• _PROBLEM REQUIREMENTS_
Check each line of the entries for "gripping" and report the ones that have it.

——

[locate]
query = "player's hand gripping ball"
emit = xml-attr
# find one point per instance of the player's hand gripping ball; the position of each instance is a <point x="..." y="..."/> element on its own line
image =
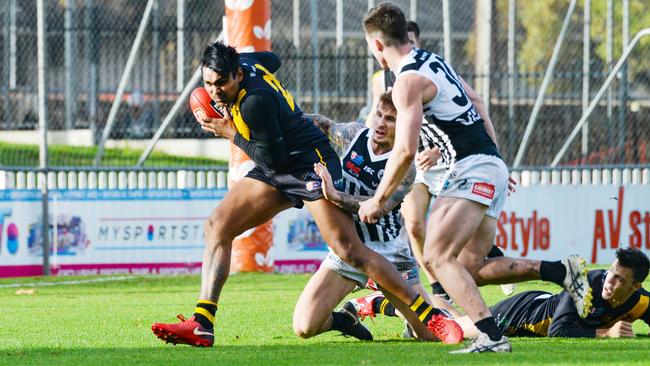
<point x="202" y="104"/>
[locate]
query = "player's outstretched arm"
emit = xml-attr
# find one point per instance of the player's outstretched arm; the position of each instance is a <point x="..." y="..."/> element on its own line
<point x="618" y="330"/>
<point x="377" y="88"/>
<point x="259" y="110"/>
<point x="351" y="203"/>
<point x="339" y="134"/>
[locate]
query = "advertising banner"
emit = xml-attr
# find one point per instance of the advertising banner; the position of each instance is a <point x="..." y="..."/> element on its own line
<point x="134" y="232"/>
<point x="551" y="222"/>
<point x="105" y="231"/>
<point x="161" y="231"/>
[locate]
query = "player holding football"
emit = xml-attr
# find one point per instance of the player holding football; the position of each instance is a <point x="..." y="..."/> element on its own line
<point x="265" y="121"/>
<point x="474" y="192"/>
<point x="363" y="153"/>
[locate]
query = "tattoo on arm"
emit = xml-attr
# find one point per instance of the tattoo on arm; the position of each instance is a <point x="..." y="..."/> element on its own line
<point x="340" y="134"/>
<point x="350" y="203"/>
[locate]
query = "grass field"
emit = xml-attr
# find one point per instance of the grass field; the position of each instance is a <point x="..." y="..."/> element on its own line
<point x="109" y="323"/>
<point x="63" y="155"/>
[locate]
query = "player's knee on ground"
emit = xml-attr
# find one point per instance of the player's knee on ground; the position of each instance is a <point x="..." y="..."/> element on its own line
<point x="473" y="266"/>
<point x="433" y="259"/>
<point x="416" y="229"/>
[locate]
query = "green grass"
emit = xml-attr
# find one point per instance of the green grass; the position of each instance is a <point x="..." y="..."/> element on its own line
<point x="64" y="155"/>
<point x="109" y="323"/>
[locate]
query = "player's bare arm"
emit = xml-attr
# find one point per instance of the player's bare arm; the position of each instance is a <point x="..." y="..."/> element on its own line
<point x="489" y="127"/>
<point x="350" y="203"/>
<point x="618" y="330"/>
<point x="377" y="89"/>
<point x="426" y="159"/>
<point x="408" y="94"/>
<point x="340" y="134"/>
<point x="223" y="127"/>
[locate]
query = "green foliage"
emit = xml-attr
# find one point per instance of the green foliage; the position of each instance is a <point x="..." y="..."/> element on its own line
<point x="109" y="323"/>
<point x="541" y="22"/>
<point x="75" y="156"/>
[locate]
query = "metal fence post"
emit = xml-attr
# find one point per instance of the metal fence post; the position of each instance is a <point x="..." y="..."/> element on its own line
<point x="42" y="123"/>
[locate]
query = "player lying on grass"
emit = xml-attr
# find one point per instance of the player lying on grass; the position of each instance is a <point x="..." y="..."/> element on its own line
<point x="264" y="120"/>
<point x="363" y="153"/>
<point x="618" y="300"/>
<point x="498" y="270"/>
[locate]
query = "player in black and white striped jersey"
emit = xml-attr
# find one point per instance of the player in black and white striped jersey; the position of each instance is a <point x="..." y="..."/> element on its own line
<point x="363" y="153"/>
<point x="464" y="214"/>
<point x="429" y="179"/>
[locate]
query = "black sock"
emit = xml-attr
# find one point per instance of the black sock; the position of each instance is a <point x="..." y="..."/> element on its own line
<point x="204" y="313"/>
<point x="381" y="305"/>
<point x="423" y="310"/>
<point x="436" y="289"/>
<point x="341" y="321"/>
<point x="489" y="327"/>
<point x="495" y="252"/>
<point x="552" y="272"/>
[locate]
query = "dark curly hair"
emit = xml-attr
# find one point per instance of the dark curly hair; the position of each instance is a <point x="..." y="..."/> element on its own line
<point x="220" y="58"/>
<point x="636" y="260"/>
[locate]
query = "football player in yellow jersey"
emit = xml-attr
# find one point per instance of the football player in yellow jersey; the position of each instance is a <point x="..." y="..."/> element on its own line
<point x="265" y="121"/>
<point x="618" y="300"/>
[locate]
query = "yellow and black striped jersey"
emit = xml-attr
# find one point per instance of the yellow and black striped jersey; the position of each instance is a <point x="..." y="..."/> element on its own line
<point x="539" y="313"/>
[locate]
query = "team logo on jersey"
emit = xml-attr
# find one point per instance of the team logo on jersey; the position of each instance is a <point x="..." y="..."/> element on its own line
<point x="463" y="184"/>
<point x="313" y="185"/>
<point x="358" y="159"/>
<point x="352" y="169"/>
<point x="484" y="190"/>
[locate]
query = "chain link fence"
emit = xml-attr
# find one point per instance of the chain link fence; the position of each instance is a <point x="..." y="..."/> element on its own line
<point x="502" y="48"/>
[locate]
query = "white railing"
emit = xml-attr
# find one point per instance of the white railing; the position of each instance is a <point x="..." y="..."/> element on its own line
<point x="582" y="176"/>
<point x="116" y="179"/>
<point x="217" y="178"/>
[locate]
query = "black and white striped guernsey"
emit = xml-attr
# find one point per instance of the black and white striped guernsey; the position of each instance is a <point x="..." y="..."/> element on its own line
<point x="451" y="121"/>
<point x="362" y="172"/>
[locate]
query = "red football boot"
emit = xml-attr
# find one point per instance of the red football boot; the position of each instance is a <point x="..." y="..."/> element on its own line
<point x="445" y="329"/>
<point x="188" y="331"/>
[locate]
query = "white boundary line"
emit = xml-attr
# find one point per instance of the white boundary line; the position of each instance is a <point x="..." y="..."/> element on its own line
<point x="71" y="282"/>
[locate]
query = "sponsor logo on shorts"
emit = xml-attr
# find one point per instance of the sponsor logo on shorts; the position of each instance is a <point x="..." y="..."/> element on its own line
<point x="463" y="184"/>
<point x="484" y="190"/>
<point x="358" y="159"/>
<point x="312" y="186"/>
<point x="352" y="169"/>
<point x="411" y="274"/>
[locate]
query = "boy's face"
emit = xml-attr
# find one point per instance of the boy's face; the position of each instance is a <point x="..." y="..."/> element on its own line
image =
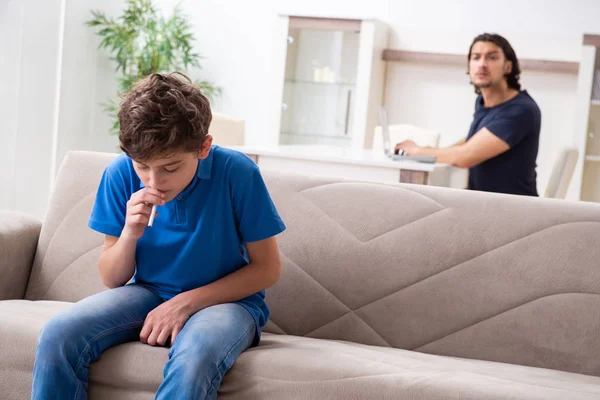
<point x="488" y="65"/>
<point x="172" y="174"/>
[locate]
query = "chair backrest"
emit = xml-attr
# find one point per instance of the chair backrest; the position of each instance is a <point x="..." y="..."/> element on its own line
<point x="562" y="172"/>
<point x="401" y="132"/>
<point x="226" y="131"/>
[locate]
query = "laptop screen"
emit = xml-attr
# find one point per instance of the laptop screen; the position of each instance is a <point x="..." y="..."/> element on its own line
<point x="385" y="132"/>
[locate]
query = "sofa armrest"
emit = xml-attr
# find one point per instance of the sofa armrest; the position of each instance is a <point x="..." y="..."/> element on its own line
<point x="19" y="235"/>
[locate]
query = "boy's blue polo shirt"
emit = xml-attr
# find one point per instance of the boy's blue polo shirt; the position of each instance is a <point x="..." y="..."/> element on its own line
<point x="198" y="237"/>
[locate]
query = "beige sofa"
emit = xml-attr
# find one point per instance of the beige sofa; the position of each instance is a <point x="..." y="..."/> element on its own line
<point x="388" y="291"/>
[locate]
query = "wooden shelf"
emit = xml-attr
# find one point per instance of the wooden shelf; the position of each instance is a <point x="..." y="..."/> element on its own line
<point x="569" y="67"/>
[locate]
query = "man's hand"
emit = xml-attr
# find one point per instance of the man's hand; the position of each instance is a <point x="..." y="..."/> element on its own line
<point x="165" y="321"/>
<point x="139" y="208"/>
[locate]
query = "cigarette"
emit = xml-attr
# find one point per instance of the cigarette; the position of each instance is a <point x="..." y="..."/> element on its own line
<point x="152" y="215"/>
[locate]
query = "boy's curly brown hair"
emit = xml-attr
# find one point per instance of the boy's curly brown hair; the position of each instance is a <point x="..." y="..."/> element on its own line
<point x="162" y="115"/>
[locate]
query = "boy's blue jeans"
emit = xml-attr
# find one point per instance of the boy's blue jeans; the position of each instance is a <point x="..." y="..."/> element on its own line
<point x="203" y="352"/>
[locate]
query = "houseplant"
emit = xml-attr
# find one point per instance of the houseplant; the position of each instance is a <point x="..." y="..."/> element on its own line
<point x="142" y="42"/>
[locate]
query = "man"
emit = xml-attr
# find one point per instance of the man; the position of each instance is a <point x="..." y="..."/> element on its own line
<point x="199" y="272"/>
<point x="502" y="145"/>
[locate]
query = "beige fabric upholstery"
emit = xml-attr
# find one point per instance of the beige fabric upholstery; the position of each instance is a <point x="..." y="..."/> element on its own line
<point x="292" y="367"/>
<point x="18" y="240"/>
<point x="409" y="269"/>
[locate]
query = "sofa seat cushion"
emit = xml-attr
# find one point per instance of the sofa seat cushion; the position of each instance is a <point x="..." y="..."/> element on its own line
<point x="290" y="367"/>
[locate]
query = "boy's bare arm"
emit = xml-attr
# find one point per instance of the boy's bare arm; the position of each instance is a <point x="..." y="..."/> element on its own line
<point x="117" y="262"/>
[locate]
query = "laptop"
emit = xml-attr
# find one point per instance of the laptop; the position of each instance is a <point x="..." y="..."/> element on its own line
<point x="387" y="143"/>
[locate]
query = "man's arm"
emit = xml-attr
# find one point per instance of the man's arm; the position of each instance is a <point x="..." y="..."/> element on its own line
<point x="481" y="147"/>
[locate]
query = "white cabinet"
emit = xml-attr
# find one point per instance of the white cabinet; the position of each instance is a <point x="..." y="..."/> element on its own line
<point x="330" y="84"/>
<point x="586" y="178"/>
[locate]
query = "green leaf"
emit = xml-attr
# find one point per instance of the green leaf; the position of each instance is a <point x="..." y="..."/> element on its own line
<point x="141" y="42"/>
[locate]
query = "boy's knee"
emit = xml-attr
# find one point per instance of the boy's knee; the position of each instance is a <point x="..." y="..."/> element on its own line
<point x="58" y="331"/>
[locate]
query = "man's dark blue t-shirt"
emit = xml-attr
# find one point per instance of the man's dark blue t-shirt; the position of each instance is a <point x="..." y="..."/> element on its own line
<point x="517" y="122"/>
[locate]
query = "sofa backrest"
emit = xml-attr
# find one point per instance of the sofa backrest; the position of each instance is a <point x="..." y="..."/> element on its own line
<point x="454" y="272"/>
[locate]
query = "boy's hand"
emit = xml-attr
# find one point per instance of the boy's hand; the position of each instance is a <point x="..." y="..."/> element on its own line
<point x="139" y="208"/>
<point x="164" y="322"/>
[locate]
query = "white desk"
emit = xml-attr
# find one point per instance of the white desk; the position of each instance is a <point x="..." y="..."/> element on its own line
<point x="359" y="164"/>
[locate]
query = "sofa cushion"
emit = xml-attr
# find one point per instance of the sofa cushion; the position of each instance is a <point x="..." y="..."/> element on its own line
<point x="450" y="272"/>
<point x="291" y="367"/>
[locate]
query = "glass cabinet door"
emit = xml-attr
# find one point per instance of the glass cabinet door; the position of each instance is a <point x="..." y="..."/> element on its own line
<point x="319" y="88"/>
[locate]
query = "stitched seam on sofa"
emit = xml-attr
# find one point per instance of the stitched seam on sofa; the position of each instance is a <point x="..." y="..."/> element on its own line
<point x="357" y="316"/>
<point x="379" y="235"/>
<point x="221" y="366"/>
<point x="335" y="297"/>
<point x="67" y="267"/>
<point x="377" y="184"/>
<point x="101" y="335"/>
<point x="471" y="259"/>
<point x="504" y="312"/>
<point x="62" y="221"/>
<point x="385" y="375"/>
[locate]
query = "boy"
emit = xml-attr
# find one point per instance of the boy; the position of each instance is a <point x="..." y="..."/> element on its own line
<point x="193" y="281"/>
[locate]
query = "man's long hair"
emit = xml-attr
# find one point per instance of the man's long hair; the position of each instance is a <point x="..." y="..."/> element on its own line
<point x="512" y="79"/>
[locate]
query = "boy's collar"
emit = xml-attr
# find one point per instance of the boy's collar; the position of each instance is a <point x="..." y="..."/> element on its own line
<point x="205" y="166"/>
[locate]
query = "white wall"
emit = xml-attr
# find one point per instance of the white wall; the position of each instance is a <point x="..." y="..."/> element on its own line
<point x="29" y="44"/>
<point x="236" y="38"/>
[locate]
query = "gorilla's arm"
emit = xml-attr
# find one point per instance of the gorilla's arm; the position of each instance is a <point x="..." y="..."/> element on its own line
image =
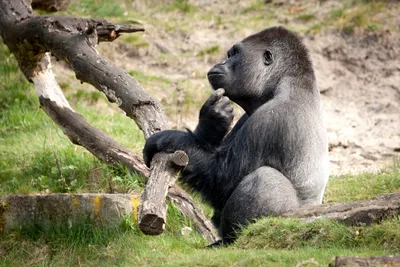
<point x="215" y="118"/>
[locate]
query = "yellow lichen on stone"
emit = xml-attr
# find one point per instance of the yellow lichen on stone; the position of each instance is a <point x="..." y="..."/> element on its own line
<point x="135" y="205"/>
<point x="97" y="204"/>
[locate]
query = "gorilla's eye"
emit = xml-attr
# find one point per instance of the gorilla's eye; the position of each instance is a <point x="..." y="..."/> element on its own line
<point x="268" y="58"/>
<point x="233" y="51"/>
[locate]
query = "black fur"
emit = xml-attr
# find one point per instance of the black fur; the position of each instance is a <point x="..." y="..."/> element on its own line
<point x="275" y="157"/>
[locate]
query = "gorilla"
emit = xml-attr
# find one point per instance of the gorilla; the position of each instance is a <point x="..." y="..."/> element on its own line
<point x="275" y="158"/>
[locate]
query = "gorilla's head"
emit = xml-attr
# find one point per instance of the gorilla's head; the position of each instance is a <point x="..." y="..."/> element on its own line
<point x="256" y="65"/>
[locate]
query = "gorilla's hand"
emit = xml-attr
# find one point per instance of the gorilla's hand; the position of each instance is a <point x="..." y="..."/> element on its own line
<point x="216" y="116"/>
<point x="165" y="141"/>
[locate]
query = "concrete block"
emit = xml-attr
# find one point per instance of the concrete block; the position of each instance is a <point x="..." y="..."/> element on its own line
<point x="46" y="211"/>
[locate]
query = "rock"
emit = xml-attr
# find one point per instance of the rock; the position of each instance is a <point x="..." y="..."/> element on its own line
<point x="46" y="211"/>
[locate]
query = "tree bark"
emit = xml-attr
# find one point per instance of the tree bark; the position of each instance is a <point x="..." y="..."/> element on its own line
<point x="363" y="212"/>
<point x="163" y="174"/>
<point x="51" y="5"/>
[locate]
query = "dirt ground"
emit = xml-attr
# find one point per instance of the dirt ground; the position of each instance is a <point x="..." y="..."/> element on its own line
<point x="359" y="77"/>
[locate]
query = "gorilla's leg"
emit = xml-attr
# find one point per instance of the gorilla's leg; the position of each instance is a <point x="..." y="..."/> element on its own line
<point x="265" y="191"/>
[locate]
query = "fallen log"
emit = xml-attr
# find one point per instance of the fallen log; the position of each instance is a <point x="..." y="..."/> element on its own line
<point x="163" y="174"/>
<point x="33" y="38"/>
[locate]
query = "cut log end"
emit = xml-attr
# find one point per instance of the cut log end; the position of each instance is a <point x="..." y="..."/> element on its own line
<point x="180" y="158"/>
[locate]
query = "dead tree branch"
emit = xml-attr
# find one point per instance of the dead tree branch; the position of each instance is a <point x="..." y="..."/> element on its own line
<point x="32" y="38"/>
<point x="363" y="212"/>
<point x="163" y="174"/>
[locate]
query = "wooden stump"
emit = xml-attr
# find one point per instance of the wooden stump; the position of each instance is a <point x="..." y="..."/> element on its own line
<point x="163" y="174"/>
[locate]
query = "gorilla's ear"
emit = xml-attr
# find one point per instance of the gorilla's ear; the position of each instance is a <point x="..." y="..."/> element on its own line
<point x="268" y="58"/>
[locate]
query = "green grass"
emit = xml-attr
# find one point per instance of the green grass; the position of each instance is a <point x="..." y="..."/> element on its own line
<point x="209" y="51"/>
<point x="97" y="8"/>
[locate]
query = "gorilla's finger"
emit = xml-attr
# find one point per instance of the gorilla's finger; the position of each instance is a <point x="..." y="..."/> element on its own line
<point x="215" y="96"/>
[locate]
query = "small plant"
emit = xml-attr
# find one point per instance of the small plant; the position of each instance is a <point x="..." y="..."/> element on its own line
<point x="209" y="51"/>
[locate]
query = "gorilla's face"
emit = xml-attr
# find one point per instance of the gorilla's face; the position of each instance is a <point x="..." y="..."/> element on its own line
<point x="244" y="74"/>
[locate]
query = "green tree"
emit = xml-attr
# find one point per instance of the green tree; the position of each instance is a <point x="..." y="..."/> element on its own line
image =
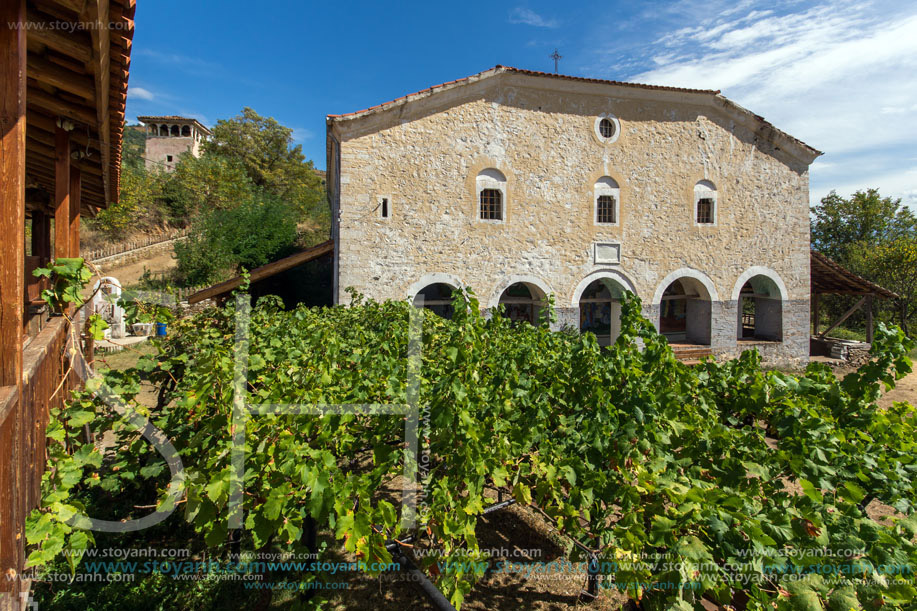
<point x="253" y="233"/>
<point x="264" y="148"/>
<point x="893" y="264"/>
<point x="204" y="183"/>
<point x="866" y="218"/>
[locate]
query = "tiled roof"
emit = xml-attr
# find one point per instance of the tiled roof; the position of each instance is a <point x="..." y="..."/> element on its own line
<point x="499" y="69"/>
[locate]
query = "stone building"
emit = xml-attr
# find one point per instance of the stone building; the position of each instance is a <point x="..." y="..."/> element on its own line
<point x="521" y="184"/>
<point x="170" y="136"/>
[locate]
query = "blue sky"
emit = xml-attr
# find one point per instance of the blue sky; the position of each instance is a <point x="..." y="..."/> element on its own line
<point x="842" y="76"/>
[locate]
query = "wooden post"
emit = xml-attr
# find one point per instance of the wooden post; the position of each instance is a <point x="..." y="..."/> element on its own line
<point x="869" y="330"/>
<point x="74" y="212"/>
<point x="816" y="312"/>
<point x="41" y="234"/>
<point x="12" y="282"/>
<point x="61" y="193"/>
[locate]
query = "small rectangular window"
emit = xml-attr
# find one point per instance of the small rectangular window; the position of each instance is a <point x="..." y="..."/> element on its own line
<point x="491" y="205"/>
<point x="605" y="209"/>
<point x="705" y="211"/>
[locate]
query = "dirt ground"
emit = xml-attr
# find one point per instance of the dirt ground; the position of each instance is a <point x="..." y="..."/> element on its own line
<point x="905" y="390"/>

——

• _OUTPUT_
query = "player's hand gripping ball"
# find one point per instance of the player's hand gripping ball; the position of each instance is a <point x="..." y="..."/> element on its own line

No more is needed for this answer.